The plan to transform Seoul’s urban spatial structure into a "waterfront (subyeon, 水邊)-centered" one is not simply about beautifying the visible city. It is a plan to enable all citizens to approach the "waterside where naturalness is restored and life is born and grows," making it a "resting place (third space)" for citizens. This is a way to improve citizens’ "quality of life" and elevate the "urban dignity" of the capital Seoul. The goal is to allow citizens to enjoy "waterfront and ecological experiences as well as cultural and leisure spaces" at the confluence of Tancheon, one of Seoul’s four major tributaries connected to the Han River, a place where Seoul citizens have not experienced the waterside before.


The "Seoul Waterfront City Gallery" on one hand connects the new Yeongdong-daero Central Plaza, COEX, and northward to Bongeun Park, as well as westward to Seolleung and Jeongneung, linking the waterways originating there into a single urban space. On the other hand, it spatially connects the newly developed Sports Complex and Tancheon to form one city, creating a large-scale covered park over Olympic-daero to link the Han River and urban space.
◆ ◆ ◆ ◆ ◆ ◆ ◆
• Request: How would you write what comes next in the text on Seoul's waterfront plan, picking up after its last sentence? The lines that follow are separate material and have nothing to do with the text on Seoul's waterfront plan.
◆ ◆ ◆ ◆ ◆ ◆ ◆
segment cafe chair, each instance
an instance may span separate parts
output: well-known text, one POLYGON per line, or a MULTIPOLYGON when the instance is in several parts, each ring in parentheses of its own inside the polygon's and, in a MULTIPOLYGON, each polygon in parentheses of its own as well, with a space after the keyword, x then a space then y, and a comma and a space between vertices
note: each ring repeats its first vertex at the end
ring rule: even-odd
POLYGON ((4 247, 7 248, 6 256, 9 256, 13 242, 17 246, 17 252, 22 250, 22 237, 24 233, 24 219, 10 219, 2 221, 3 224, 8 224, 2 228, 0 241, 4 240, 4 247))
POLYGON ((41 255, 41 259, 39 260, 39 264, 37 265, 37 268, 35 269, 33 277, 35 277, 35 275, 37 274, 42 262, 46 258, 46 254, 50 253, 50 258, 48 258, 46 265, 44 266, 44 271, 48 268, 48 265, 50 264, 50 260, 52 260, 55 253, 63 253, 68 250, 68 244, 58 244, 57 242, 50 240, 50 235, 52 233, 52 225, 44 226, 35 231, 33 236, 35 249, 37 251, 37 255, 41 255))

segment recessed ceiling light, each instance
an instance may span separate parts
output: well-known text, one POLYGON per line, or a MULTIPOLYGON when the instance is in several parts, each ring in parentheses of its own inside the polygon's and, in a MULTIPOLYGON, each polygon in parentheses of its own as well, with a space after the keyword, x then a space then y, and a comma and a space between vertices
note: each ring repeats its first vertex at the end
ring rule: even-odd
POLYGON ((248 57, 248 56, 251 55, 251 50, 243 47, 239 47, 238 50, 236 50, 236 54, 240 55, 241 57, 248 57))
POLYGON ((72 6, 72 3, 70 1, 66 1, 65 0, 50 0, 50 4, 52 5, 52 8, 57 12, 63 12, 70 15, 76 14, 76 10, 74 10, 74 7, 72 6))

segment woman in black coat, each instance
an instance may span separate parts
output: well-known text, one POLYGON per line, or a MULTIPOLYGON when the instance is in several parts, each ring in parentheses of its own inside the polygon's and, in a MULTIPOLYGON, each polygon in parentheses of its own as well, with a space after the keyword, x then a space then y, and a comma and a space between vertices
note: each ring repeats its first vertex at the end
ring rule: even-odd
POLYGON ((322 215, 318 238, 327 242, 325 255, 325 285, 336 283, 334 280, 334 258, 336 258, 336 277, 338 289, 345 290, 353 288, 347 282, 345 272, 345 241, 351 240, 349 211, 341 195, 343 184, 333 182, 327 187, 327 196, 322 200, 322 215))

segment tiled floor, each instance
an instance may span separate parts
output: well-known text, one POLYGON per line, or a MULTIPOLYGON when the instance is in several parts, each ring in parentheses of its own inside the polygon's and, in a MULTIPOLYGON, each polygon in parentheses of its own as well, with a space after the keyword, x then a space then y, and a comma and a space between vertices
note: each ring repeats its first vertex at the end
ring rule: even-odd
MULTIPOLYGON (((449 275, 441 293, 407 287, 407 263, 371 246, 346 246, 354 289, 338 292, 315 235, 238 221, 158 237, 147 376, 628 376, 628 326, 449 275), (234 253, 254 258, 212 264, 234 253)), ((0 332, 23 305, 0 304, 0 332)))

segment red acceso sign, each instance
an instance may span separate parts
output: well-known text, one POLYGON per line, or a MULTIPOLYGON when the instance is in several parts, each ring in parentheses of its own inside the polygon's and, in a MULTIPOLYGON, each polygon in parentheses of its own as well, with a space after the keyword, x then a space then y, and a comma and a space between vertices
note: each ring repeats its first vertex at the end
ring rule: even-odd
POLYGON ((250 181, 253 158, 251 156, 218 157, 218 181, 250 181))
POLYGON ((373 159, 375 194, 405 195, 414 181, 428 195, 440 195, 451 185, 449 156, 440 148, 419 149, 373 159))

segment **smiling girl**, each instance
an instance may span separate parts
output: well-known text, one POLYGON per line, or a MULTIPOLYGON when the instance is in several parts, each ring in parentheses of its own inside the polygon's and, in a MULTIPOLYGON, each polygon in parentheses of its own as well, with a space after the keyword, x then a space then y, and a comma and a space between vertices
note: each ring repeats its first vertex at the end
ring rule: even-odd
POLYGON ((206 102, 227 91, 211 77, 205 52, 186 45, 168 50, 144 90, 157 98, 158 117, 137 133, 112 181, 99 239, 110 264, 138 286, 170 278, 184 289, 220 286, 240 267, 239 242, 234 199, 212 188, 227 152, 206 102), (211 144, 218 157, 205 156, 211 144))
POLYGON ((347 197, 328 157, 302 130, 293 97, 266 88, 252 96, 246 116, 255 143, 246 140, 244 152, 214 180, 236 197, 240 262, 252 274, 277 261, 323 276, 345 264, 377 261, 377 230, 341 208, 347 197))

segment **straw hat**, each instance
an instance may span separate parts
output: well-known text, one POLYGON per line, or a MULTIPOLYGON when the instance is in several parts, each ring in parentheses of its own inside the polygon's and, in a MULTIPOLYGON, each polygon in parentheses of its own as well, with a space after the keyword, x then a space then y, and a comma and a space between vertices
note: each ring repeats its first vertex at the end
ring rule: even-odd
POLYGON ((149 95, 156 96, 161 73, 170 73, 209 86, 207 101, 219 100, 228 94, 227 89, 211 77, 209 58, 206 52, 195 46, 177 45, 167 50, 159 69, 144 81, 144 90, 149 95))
◆ ◆ ◆ ◆ ◆ ◆ ◆
• Answer for this exercise:
Along the Han River waterfront, marina facilities capable of docking yachts and pools for water play will be created, establishing urban leisure spaces where people can swim again in the Han River. The project aims to break down the "boundaries" between urban space and waterfront space, between sameness and difference, continuously connecting them into a single "line" that rises, falls, and links three-dimensionally, creating a "city gallery" to enjoy while walking. Every "thing" and "place" encountered while walking will be made to deeply permeate the heart with the language of "emotion," transforming the divided and fragmented social community into a single happy community. This is the "future emotional city Seoul" we will build together. By continuously transforming Seoul’s 336 km-long waterways into central spaces of daily life, Seoul’s global urban competitiveness can reach the highest level.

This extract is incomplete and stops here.